**GIVEN EXERCISE**: Reproduce each of the rows below word for word, line by line, without changing anything.

**ENTRIES**:

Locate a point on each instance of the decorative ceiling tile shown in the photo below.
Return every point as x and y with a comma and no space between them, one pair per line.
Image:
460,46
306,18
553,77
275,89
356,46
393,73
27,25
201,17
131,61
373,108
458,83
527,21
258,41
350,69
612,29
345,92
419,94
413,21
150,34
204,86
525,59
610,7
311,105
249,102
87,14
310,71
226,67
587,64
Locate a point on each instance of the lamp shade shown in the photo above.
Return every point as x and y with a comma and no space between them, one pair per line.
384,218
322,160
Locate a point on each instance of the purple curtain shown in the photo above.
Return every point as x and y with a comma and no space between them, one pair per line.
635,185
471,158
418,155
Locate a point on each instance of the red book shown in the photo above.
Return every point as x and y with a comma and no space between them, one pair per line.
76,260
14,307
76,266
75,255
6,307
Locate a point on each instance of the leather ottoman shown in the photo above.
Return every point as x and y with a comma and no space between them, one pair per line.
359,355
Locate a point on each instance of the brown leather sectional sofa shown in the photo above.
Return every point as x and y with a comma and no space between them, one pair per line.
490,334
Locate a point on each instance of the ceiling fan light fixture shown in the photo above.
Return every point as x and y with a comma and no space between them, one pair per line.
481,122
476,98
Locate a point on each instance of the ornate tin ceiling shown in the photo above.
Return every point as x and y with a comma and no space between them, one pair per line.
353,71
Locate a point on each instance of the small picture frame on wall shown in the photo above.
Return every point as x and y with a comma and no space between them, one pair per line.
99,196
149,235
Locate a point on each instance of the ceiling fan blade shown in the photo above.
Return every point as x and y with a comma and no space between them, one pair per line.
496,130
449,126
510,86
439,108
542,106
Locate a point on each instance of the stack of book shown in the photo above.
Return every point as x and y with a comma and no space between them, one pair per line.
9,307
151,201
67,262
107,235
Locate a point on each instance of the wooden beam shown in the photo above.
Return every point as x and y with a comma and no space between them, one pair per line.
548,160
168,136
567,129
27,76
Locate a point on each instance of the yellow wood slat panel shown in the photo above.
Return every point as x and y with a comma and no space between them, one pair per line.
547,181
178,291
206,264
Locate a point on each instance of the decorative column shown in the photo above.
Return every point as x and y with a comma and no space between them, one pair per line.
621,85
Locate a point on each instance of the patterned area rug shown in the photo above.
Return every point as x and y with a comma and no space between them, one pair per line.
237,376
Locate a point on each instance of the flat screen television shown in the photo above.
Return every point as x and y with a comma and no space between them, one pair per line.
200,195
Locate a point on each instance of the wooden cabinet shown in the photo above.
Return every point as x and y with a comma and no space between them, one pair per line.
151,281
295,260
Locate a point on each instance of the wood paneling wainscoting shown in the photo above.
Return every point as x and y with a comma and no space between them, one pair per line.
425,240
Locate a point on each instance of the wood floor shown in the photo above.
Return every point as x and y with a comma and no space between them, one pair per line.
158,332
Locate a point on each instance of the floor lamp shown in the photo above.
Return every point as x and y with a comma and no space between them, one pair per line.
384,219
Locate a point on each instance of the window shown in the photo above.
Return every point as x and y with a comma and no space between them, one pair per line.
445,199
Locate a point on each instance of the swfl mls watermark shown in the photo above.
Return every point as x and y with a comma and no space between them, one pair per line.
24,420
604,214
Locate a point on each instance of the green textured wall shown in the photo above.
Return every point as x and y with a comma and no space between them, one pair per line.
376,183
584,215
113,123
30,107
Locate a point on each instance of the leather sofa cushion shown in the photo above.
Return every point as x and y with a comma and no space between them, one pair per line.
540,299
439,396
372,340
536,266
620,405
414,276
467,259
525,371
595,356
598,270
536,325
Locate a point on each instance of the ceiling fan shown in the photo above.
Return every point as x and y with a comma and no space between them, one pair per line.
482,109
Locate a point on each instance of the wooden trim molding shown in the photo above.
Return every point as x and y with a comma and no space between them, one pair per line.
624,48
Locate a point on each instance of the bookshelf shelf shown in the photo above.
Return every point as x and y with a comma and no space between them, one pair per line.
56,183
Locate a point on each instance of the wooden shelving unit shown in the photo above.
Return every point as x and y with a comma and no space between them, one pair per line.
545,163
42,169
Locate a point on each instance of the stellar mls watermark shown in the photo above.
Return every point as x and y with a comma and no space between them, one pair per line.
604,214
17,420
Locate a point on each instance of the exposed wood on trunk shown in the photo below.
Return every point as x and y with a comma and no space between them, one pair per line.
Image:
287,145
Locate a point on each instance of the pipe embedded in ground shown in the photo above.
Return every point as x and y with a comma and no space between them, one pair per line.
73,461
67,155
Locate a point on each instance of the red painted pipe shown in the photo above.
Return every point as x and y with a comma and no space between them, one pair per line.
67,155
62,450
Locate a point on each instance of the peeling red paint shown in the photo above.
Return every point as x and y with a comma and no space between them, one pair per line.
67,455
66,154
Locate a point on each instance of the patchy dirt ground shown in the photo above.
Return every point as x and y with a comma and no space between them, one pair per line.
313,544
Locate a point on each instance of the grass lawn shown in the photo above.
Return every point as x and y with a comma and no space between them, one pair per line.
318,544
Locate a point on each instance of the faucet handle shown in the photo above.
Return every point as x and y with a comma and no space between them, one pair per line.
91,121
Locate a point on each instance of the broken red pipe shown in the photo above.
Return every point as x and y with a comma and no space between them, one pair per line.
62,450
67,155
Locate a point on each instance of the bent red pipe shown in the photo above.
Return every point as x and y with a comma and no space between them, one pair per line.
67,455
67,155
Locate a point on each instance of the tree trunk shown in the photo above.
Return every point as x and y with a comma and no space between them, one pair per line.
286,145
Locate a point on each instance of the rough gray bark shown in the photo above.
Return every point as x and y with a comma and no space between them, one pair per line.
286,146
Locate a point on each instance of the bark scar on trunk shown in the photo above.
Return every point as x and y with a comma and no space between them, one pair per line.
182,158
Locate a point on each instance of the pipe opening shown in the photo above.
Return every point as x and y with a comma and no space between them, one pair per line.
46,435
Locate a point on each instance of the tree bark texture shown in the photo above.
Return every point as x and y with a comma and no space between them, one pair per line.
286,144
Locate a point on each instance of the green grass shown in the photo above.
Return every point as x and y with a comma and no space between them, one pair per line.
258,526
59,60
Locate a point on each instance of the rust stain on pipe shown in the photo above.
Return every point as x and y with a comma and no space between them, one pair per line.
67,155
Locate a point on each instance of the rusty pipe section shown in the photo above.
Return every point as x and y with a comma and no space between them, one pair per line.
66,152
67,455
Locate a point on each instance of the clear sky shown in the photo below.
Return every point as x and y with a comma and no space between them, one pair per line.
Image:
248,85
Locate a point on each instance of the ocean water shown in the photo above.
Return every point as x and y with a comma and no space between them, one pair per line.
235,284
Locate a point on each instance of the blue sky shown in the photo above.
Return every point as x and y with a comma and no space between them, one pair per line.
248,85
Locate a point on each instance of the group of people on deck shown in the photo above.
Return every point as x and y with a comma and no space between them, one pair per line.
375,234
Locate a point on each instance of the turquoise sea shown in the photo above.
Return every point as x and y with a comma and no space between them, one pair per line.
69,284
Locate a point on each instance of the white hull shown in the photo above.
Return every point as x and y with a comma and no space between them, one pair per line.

**FINISHED TASK**:
Locate a point on each instance of the decorative ceiling tile shown in the photo below.
Return every point as x and y with a comma and no space between them, one pair per line.
Image:
460,46
306,18
553,77
275,89
356,46
393,73
27,25
201,17
131,61
373,108
458,83
527,21
258,41
350,69
612,29
345,92
419,94
413,21
150,34
204,86
525,59
610,7
311,105
249,102
87,14
310,71
226,67
587,64
Locate a point on each instance of the lamp shade shown in the photo above.
Return every point as x and y with a comma and no space between them, one pair per line.
384,218
322,160
Locate a point on each instance of the purple curtain shown in the photo above.
Return every point as x and y with a comma and no space between them, one pair per line.
635,185
471,158
418,155
Locate a point on each instance of the red book shown in the photo above.
Return every point as x and y with a comma and no space between them, one pair per line.
76,260
14,307
76,266
75,255
6,307
Locate a point on each instance of the leather ottoman shown in the photo above.
Return every point as x and y with a comma and no space between them, one pair per line.
359,355
Locate a point on each instance of the brown leather sectional sofa shown in the photo above.
Return every point as x and y with a comma and no space between them, one pair per line.
490,334
Locate a point on each instance of the ceiling fan light fixture shown in the photo above.
Return every point as x and y with a comma and no space between them, one pair per line.
481,122
476,98
Locate a point on each instance of the ornate tin ceiling shown in the photo above.
Return every point as x and y with a comma and no space between them, one pair per line.
353,71
Locate a point on each instance of the small picture frame on wall shown in the photo above.
Return every point as x and y with a comma and no space between them, one pair per line.
99,196
149,235
Locate a point on each instance of the ceiling fan blade shown in the photo above.
Return every point as x and y with a comma and no space between them, one pair per line.
496,130
449,126
510,86
439,108
542,106
Locate a point on each instance of the stack of book shown in the photo above.
Return every point as x and y with a comma and no space between them, one pair per line.
9,307
151,201
67,262
107,235
Locate a point on each instance of the wooden beam shown in the photo above.
Return every point as x and y with a comma and no space between them, one pair per line.
548,160
168,136
567,129
27,76
Locate a point on each instance of the yellow wood slat panel shown in the photo above.
Return every point as x and y with a comma and no space between them, one pair per line.
547,181
178,291
206,264
Locate a point on each instance of the decorative column shown in the photo above.
Return every point as x and y with a comma and no space between them, one pair per line.
621,85
Locate a point on each instance of the patterned area rug shown in the photo above.
Return every point as x and y with a comma and no space between them, one pair per line.
237,376
Locate a point on each instance of the flat screen television shown in the photo above.
Return every point as x and y with a comma and no space between them, one pair per line.
200,195
Locate a point on each instance of the wooden cabinet shown in the photo above.
Return every point as x and y with a comma and no space between them, one pair per line.
151,281
295,260
Locate a point on each instance of the wood paneling wainscoting shown in the photo above.
Return every point as x and y with a comma and no space between them, one pair per line.
425,240
Locate a point on each instance of the wood floor shown in the photo above.
Return every point as x and y with a comma and no space between them, one pair per line.
158,332
Locate a point on each instance of the floor lamp shown in the photo above.
Return every point as x and y with a comma and no space between them, one pair per line.
384,219
Locate a point on each instance of the window shown in the photo above.
Return every point as x and y with a comma and no space between them, one pair per line.
445,199
Locate a point on each instance of the swfl mls watermark shown in the photo above.
Return every point as x and y with a comma and no space between them, one pair per line.
24,420
604,214
Locate a point on each instance of the green textured wall shown in the photo above.
Return every point as x and y with a comma and no space between them, one pair per line.
376,183
584,215
113,123
30,107
Locate a point on each instance of the leather sofa cushion shown in the photo above.
Return every point as x and y with a comma and no space between them, one pair per line.
540,299
439,396
372,340
536,266
620,405
414,276
467,259
525,371
595,356
598,270
536,325
Locate a point on each instance of the ceiling fan shown in the photo above.
Return every point as x and y with a comma and no space between them, one pair per line.
482,109
Locate a point on each instance of the wooden trim molding shown in the photo above.
Return every point as x and y with a comma and no space between them, one pair per line.
624,48
Locate a point on each instance of the bookshelf shelf shown in the photo above.
Return every point as x and y with a comma and no space between them, one pair per line.
56,183
Locate a point on each instance of the wooden shelving unit shown in the photo above.
Return every point as x and y with a comma and no space between them, one pair per line.
545,163
42,169
Locate a point on each instance of the stellar mls watermark shown in the photo above.
Return every point as x and y with a comma and no space between them, one pair per line.
604,214
17,420
Locate a point on each instance of the exposed wood on trunk shown in the photo below.
Return every point as x and y with a comma and no space between them, one pair per line.
Image:
287,145
Locate a point on each instance of the pipe embedded in ground shown in the photo above.
Return every point as x and y with a comma and no space between them, one pair per line.
73,461
67,155
Locate a point on each instance of the red painted pipe shown in the photo above.
Return every point as x and y with a comma and no space between them, one pair per line.
67,155
62,450
Locate a point on each instance of the peeling red paint shown in the photo above.
Return every point as x and y with a comma and no space between them, one pair per line.
67,455
66,154
Locate a point on each instance of the patchy dirt ground shown in the photo above.
Return every point as x and y with a comma and no space between them, one pair per line.
313,544
Locate a point on each instance of the grass lawn shown in the photo above.
Return every point as x and y with a comma and no space between them, one pair per line.
318,544
Locate a point on each instance of the faucet handle shown in the photo above.
Return every point as x and y with a comma and no space between them, one pair per line.
91,121
Locate a point on each instance of the broken red pipe shown in the photo above.
Return every point as x and y with a comma and no space between them, one pair per line.
62,450
67,155
Locate a point on each instance of the bent red pipe shown in the photo above.
Return every point as x and y with a comma and no space between them, one pair per line.
67,455
67,155
Locate a point on each instance of the tree trunk shown in the photo above.
Return every point as x and y with a comma and no space between them, one pair per line.
286,145
Locate a point on each instance of the rough gray bark shown in the photo above.
Return every point as x and y with a comma and no space between them, one pair per line.
286,146
Locate a point on each instance of the bark scar on trunk shown in the photo above.
Return every point as x and y with a comma and no space between them, one pair per line.
182,158
Locate a point on each instance of the pipe opening shown in the photo above.
Return every point as x and y with a comma and no space between them, one pair per line.
46,435
Locate a point on each instance of the tree bark texture shown in the photo above.
Return every point as x and y with a comma and no space between them, one pair per line.
286,144
Locate a point on each instance of the green grass shown in the photo above.
Return every point as x and y with a comma and no space between them, one pair per line.
258,526
59,60
Locate a point on each instance of the rust stain on pipe shown in the photo above.
Return every point as x and y with a comma and no space between them, one pair per line.
67,155
Locate a point on each instance of the rusty pipe section shown in the photo above.
Return every point as x and y with a comma and no space between them, one pair per line.
66,152
67,455
Locate a point on each instance of the clear sky shown in the photo below.
Return every point as x and y with a comma and no space between them, one pair per line.
Image:
248,85
Locate a point on each instance of the ocean water shown in the photo above.
Return every point as x and y with a comma and no space between them, one pair per line.
235,284
Locate a point on each instance of the blue sky shown in the photo above.
Return every point as x and y with a comma and no space between them, one pair per line.
248,85
Locate a point on each instance of the group of people on deck shown in the photo above.
Return every point as x and y with a comma and no space between them, one pair per line.
375,234
Locate a point on each instance of the turquoise sea shown in the photo above.
Return every point as x and y with a comma and no space between them, one pair per line.
69,284
Locate a point on each instance of the white hull shown in the photo above.
Return every point as x and y with a comma and no space between them, one pair per line.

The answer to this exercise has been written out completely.